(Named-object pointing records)
>> begin

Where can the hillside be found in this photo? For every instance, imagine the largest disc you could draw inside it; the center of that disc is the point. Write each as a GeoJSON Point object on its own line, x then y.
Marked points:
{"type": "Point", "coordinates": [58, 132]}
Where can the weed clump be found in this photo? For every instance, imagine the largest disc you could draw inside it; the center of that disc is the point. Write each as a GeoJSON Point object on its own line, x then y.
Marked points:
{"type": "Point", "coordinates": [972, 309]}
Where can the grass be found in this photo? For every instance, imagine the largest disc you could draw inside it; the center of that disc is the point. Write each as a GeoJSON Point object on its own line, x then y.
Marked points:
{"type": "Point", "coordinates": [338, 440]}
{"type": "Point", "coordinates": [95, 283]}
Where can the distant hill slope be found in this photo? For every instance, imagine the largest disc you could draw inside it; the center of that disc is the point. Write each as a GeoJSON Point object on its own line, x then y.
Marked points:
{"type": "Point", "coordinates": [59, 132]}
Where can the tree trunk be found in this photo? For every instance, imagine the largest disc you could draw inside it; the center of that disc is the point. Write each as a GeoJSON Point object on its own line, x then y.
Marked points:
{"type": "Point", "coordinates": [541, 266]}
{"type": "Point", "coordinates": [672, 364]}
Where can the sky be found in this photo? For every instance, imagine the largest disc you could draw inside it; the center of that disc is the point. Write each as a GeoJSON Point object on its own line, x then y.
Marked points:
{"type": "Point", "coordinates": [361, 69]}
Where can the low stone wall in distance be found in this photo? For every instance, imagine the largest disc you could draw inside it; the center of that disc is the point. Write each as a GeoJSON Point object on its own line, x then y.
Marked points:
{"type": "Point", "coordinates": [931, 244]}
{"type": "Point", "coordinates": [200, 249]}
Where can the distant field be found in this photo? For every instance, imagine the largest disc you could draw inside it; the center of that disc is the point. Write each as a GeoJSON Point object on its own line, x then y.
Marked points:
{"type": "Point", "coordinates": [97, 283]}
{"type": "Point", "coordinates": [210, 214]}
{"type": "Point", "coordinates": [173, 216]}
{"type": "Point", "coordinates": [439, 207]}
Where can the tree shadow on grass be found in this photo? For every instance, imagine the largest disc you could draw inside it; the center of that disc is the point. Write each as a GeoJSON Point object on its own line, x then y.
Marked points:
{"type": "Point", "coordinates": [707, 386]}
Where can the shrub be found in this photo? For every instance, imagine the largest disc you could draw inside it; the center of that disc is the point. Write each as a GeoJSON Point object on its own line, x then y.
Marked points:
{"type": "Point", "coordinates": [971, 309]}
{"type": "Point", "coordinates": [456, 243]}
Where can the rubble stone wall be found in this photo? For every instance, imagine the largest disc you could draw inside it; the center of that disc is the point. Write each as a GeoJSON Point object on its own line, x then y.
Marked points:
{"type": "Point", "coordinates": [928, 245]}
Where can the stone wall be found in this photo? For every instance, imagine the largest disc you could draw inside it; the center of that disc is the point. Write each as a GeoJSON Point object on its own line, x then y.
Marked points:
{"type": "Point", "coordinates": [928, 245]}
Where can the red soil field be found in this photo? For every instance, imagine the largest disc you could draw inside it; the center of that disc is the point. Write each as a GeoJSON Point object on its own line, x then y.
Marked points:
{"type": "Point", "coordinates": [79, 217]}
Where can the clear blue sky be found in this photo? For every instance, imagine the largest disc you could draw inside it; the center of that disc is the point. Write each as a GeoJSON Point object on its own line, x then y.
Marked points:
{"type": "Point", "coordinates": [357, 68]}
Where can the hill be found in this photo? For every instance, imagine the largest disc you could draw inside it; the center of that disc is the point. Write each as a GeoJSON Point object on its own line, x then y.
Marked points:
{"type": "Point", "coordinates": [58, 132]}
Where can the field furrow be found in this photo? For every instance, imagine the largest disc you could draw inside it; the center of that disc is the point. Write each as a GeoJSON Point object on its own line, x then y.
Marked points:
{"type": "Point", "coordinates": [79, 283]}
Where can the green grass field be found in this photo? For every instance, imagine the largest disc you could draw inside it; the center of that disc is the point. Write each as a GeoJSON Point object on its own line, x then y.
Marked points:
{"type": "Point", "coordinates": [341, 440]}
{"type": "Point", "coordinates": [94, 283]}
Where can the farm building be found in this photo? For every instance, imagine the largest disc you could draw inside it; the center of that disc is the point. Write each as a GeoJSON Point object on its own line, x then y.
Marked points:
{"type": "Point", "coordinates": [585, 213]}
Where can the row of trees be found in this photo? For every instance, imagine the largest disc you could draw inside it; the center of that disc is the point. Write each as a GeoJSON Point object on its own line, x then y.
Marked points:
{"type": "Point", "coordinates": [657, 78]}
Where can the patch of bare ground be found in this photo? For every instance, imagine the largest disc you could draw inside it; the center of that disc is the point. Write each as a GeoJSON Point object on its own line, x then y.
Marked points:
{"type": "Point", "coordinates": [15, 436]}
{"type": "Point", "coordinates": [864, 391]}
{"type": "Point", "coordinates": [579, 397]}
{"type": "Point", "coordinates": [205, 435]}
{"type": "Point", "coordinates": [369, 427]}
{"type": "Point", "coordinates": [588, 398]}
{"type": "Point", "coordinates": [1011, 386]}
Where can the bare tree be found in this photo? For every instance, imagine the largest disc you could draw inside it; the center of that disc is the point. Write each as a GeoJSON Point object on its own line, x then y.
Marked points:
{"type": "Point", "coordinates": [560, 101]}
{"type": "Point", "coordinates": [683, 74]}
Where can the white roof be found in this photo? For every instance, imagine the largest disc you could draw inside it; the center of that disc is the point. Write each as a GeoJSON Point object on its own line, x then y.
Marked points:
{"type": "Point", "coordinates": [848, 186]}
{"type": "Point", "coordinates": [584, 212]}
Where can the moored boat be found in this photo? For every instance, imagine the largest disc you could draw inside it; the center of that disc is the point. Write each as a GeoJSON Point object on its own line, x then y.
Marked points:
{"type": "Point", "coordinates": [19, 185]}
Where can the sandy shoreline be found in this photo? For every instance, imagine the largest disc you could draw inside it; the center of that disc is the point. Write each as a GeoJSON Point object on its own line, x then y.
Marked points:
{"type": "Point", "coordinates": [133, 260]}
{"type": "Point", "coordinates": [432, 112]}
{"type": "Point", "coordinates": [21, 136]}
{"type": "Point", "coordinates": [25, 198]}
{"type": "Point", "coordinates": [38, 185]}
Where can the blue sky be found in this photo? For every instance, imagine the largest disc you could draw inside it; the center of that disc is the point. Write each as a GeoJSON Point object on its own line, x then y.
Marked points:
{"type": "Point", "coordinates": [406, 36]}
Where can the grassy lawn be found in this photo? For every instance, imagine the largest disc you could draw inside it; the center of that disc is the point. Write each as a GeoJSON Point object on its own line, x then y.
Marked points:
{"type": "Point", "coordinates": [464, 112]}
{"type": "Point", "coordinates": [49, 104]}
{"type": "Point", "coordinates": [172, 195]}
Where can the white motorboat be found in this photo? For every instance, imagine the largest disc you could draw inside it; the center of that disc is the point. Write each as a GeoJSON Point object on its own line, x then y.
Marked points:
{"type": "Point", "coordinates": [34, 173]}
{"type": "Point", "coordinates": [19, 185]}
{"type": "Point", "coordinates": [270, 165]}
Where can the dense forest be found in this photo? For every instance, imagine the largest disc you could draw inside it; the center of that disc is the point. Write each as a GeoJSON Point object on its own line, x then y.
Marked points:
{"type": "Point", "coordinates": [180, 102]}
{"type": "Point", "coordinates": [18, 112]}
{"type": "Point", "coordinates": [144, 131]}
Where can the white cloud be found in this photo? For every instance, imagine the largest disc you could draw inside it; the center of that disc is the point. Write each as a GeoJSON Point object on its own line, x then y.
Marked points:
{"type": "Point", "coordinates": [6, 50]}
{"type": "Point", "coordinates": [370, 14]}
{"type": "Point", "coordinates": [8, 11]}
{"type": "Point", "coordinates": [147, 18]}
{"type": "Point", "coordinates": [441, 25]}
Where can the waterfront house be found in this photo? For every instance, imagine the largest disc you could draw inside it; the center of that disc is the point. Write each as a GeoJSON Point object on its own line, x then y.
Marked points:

>> end

* **TASK STATEMENT**
Give back exactly the lines beginning at the one with "Where can the waterfront" and ending at the final line of the material; both boundary lines belong in it.

* **TASK RESULT**
Where can the waterfront house be found in this photo? For every instance, imagine the largest disc you could draw inside it; the center of that disc is the point. Write each as a GeoJSON Point object on its own line, x then y.
Marked points:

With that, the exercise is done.